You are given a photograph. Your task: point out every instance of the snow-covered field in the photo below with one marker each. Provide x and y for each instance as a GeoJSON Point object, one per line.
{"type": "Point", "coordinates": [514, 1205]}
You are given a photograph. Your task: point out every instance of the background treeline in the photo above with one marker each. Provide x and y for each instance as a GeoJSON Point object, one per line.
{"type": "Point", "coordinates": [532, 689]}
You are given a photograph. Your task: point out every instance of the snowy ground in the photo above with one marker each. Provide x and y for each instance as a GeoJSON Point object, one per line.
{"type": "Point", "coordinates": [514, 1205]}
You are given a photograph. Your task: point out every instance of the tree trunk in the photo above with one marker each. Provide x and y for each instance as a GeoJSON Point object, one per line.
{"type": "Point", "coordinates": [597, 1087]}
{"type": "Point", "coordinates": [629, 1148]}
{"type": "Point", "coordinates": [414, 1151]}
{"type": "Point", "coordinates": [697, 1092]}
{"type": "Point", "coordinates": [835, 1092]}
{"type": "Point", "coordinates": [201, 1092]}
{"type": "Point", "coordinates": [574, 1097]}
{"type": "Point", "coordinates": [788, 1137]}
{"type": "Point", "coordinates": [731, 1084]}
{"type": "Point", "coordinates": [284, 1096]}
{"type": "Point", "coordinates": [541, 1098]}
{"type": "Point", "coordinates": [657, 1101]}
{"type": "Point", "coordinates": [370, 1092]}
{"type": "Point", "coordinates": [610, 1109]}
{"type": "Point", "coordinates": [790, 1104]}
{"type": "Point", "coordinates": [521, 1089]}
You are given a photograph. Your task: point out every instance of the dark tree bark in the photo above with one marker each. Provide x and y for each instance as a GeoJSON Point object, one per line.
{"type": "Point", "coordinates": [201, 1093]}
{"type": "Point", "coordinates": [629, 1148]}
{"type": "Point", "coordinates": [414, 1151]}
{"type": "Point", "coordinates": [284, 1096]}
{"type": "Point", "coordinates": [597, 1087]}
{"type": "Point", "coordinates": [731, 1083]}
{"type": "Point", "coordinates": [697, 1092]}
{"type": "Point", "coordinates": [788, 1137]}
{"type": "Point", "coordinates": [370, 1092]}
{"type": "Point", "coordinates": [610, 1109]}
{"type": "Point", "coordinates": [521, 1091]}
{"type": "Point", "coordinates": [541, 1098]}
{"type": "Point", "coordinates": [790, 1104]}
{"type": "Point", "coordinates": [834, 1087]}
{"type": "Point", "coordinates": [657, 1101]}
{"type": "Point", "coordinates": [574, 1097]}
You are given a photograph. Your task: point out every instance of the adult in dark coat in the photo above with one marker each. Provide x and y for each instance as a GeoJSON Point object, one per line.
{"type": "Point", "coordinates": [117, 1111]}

*-*-*

Exactly reproduce every record.

You are given a photograph. Your task: point out every instance of the snow-covered field in the photo below with one marker each. Provide x and y for each instance as a GeoJSON Point object, one per line.
{"type": "Point", "coordinates": [514, 1205]}
You are given a photograph. Your task: point out every instance of the background treeline in the photo above with one marker each. Provide x and y for each instance as a GeoJSON Point object, one per line.
{"type": "Point", "coordinates": [532, 689]}
You are given a photograph. Your task: point out every instance of the snowy ground in the photo above with one marker each. Provide x and y for each instance as a GeoJSON Point object, one per line.
{"type": "Point", "coordinates": [514, 1205]}
You are given a photograph. Your task: point out every instance of the tree trunk in the photo above with one marker each. Provide x and y for each instance as a GeoJSON Point object, one per line.
{"type": "Point", "coordinates": [597, 1087]}
{"type": "Point", "coordinates": [629, 1148]}
{"type": "Point", "coordinates": [414, 1151]}
{"type": "Point", "coordinates": [697, 1092]}
{"type": "Point", "coordinates": [835, 1092]}
{"type": "Point", "coordinates": [201, 1092]}
{"type": "Point", "coordinates": [574, 1097]}
{"type": "Point", "coordinates": [788, 1137]}
{"type": "Point", "coordinates": [731, 1084]}
{"type": "Point", "coordinates": [284, 1096]}
{"type": "Point", "coordinates": [541, 1098]}
{"type": "Point", "coordinates": [657, 1101]}
{"type": "Point", "coordinates": [370, 1092]}
{"type": "Point", "coordinates": [610, 1109]}
{"type": "Point", "coordinates": [790, 1104]}
{"type": "Point", "coordinates": [521, 1089]}
You are given a photograph. Your task: point out every instance of the dark tree bark in the photo above with one marker each. Provide x and y for each instance as a GeoJSON Point object, one per line.
{"type": "Point", "coordinates": [201, 1093]}
{"type": "Point", "coordinates": [629, 1148]}
{"type": "Point", "coordinates": [414, 1151]}
{"type": "Point", "coordinates": [284, 1096]}
{"type": "Point", "coordinates": [597, 1087]}
{"type": "Point", "coordinates": [731, 1083]}
{"type": "Point", "coordinates": [697, 1092]}
{"type": "Point", "coordinates": [788, 1137]}
{"type": "Point", "coordinates": [370, 1092]}
{"type": "Point", "coordinates": [610, 1109]}
{"type": "Point", "coordinates": [521, 1091]}
{"type": "Point", "coordinates": [541, 1098]}
{"type": "Point", "coordinates": [790, 1104]}
{"type": "Point", "coordinates": [834, 1087]}
{"type": "Point", "coordinates": [657, 1101]}
{"type": "Point", "coordinates": [574, 1097]}
You are given a photograph. Your task: point out every instance of the adult in dark coat in the photo above with one marker each. Provide x and y for each instance as a GeoJSON Point object, one per line.
{"type": "Point", "coordinates": [117, 1111]}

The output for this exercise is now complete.